I've done this with vinegar, which dissolves calcium from shells, etc. As per your step 2; run the engine up to working temperature, i.e. coming back to to dock, let the engine idle a few minutes but still warm, and then I would stop the engine, undo a rubber inlet hose and pop that into a bucket/bottle of vinegar, from 2 to 5 litres. Once the colour is seen out the exhaust, then shut down the engine, and let the solution sit for a few hours or days. It's a very weak acid.
As with most chemistry, extra warmth makes reactions faster. I had a rubber hose just aft of the raw water strainer which I tapped into/ popped into the bucket. A hose that sucks intake water into the engine. Mine was a Yanmar YSE8, a raw water cooled 'agricultural' class motor.

**Problem set:**
1) From the post on flushing an engine with vinegar, write out everything from "I've done this" down to "very weak acid.".
2) Condense the paragraph of the post on flushing an engine with vinegar that begins "I've done this with vinegar" into a bulleted list that keeps its main facts.

Entries from a point annotation set
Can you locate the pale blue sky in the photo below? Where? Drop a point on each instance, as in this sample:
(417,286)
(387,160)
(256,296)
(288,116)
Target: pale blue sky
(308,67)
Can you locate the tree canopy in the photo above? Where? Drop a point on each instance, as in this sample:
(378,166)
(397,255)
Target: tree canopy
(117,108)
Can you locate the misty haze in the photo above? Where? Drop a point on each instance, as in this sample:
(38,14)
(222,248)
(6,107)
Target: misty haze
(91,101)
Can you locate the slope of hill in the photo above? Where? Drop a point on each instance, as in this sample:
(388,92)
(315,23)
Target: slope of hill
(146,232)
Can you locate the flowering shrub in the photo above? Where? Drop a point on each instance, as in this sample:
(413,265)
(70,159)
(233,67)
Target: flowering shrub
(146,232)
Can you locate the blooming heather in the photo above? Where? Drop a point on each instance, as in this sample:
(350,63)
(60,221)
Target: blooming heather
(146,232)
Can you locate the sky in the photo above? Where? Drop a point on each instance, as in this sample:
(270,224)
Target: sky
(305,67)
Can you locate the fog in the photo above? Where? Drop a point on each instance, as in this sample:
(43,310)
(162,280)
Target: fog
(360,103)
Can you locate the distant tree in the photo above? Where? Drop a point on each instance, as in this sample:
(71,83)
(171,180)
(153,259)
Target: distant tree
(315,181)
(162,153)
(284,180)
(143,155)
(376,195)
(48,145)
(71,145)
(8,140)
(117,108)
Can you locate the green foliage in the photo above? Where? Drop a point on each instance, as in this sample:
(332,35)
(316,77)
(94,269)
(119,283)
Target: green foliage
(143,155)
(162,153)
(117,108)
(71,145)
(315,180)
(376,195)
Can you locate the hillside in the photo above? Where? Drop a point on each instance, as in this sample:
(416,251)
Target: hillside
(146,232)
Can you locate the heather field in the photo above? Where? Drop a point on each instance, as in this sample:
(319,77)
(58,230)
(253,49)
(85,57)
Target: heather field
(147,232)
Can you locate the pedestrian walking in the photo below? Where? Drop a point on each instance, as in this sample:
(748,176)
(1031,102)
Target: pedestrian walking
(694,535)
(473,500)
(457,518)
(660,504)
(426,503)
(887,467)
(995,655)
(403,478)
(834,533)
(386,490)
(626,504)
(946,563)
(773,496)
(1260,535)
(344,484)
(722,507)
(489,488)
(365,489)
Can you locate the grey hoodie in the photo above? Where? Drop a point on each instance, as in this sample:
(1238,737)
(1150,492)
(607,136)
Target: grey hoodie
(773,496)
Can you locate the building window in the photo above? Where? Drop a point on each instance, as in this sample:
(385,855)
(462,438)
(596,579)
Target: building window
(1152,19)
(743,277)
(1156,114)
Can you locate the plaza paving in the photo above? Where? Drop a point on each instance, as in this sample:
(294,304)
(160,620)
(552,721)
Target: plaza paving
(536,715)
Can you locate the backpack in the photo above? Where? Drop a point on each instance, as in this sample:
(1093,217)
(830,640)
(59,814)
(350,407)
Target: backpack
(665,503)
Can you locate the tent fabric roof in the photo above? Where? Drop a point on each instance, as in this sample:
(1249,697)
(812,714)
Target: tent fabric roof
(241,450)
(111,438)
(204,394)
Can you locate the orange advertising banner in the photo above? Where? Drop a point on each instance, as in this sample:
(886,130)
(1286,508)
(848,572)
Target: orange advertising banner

**Outputs for the tasks:**
1)
I've done this with vinegar, which dissolves calcium from shells, etc. As per your step 2; run the engine up to working temperature, i.e. coming back to to dock, let the engine idle a few minutes but still warm, and then I would stop the engine, undo a rubber inlet hose and pop that into a bucket/bottle of vinegar, from 2 to 5 litres. Once the colour is seen out the exhaust, then shut down the engine, and let the solution sit for a few hours or days. It's a very weak acid.

2)
- Vinegar, a very weak acid, dissolves calcium from shells and similar deposits.
- Run the engine up to working temperature, for example when coming back to the dock, and let it idle a few minutes while still warm.
- Stop the engine, undo a rubber inlet hose, and put it into a bucket or bottle holding 2 to 5 liters of vinegar.
- Once the vinegar's color is seen at the exhaust, shut down the engine.
- Let the solution sit for a few hours or days.